Trecho de origem:
= = =

Enfim, nem é preciso dizer que muita coisa mudou desde aquela época. As rolhas foram substituídas por maquiagem e Guaraciaba já não é mais a mesma. Hoje com 66 anos de idade, ela traz na bagagem histórias sobre um período em que cantores e grandes artistas apresentavam-se nesses espaços e principalmente os laços familiares formavam-se ali. Para quem se esquece de que a vida é cíclica, o circo-teatro está de volta. Repaginado, claro. Agora dialoga com as questões atuais, utiliza-se de alguns artifícios da modernidade, mas não deixa de reproduzir as peças, como naquela época. E Guaraciaba, depois de tantos anos, volta ao palco para apresentar a mesma peça. Pode não ser a mesma personagem, afinal agora cede lugar à futura nora. Mas o fato é que o pessoal da velha guarda do circo uniu-se à juventude do teatro para formar a Trupe Circo-Teatro Guaraciaba, que já está em sua segunda peça. A partir de hoje, o público poderá conferir “A Escrava Isaura” que cumpre temporada no circo instalado no quintal da Biblioteca Infantil até o dia 3 de outubro. A entrada é gratuita, já que o projeto, intitulado “Circo Guaraciaba - O Espetáculo Não Pode Parar”, conta com o apoio da Lei de Incentivo à Cultura (Linc) de 2010, que financiou R$ 45.876,80.
Sob direção de Mário Pérsico, “A Escrava Isaura” é baseada na obra de Bernardo Guimarães e conta as desventuras de uma escrava branca e educada, vítima de um senhor devasso e cruel. Esse livro foi escrito em plena campanha abolicionista (1875). O Circo Guaraciaba apresentou a história pela primeira vez em 1949, e a partir dali seguiu como um dos espetáculos do repertório do circo. Posteriormente, o texto foi sucesso na televisão brasileira.
Para encenar a peça novamente, a equipe precisou buscar o texto na Biblioteca Miroel Silveira, da USP. “Quando meu pai vendeu o circo, ele vendeu junto todos os textos”, afirma Guaraciaba. Antonio Malhone tinha mais de 90 textos e apresentava um espetáculo por dia sem repetir. “Todos tínhamos os textos na ponta da língua”, lembra.

= = =

Tarefas:
1. No texto sobre o circo-teatro, qual valor a Lei de Incentivo à Cultura de 2010 financiou para o projeto?
2. Reescreva em forma de lista o parágrafo do texto sobre o circo-teatro que começa com "Sob direção de Mário Pérsico", mantendo os fatos principais.
3. Dê continuidade ao texto sobre a Trupe Circo-Teatro Guaraciaba a partir da última frase.

= = =

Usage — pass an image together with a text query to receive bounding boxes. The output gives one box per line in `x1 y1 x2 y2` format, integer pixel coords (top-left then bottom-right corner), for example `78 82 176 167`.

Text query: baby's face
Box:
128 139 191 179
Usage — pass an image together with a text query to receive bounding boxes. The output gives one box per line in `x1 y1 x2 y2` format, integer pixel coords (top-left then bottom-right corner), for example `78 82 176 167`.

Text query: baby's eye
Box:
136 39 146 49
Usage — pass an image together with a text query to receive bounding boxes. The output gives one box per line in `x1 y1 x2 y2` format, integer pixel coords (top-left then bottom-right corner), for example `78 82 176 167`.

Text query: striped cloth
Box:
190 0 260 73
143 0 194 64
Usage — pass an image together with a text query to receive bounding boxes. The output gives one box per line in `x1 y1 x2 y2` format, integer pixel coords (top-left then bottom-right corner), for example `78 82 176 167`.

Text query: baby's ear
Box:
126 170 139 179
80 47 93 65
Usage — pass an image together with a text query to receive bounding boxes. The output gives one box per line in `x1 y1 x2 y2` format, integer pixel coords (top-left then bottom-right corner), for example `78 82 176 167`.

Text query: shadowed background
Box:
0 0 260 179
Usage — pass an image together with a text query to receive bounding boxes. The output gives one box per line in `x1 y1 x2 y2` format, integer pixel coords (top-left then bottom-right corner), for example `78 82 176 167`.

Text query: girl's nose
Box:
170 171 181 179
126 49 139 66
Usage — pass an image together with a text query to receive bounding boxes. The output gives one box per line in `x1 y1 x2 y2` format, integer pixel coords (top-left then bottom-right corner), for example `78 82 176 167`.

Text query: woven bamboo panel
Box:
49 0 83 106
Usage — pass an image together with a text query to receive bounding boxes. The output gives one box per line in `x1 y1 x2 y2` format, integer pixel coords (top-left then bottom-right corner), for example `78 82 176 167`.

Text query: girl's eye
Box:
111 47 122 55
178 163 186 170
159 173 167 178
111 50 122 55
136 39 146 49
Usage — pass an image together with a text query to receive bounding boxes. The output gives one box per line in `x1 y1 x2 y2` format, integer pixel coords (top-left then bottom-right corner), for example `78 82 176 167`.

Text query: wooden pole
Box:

= = =

Respostas:
1. R$ 45.876,80.

2.
- Direção de Mário Pérsico, com base na obra de Bernardo Guimarães.
- Conta as desventuras de uma escrava branca e educada, vítima de um senhor devasso e cruel.
- O livro foi escrito em 1875, em plena campanha abolicionista.
- O Circo Guaraciaba apresentou a história pela primeira vez em 1949, e ela passou a fazer parte do repertório do circo.
- Depois o texto fez sucesso na televisão brasileira.

3.
Para Guaraciaba é gratificante voltar ao palco com a nova geração. “A gente sente o amor daquela época, mas numa época atual, com a modernidade. Estamos felizes de ter a oportunidade de ainda estar aqui para mostrar como era, reviver um presente vivo e conviver com os jovens, passar para eles uma coisa que fizemos. Mantém o circo-teatro de antes, mas com inovações, o que para nós é maravilhoso. Não imaginava que voltaria ao palco. Agora, tudo tem uma pitada de Mário Pérsico”, diz.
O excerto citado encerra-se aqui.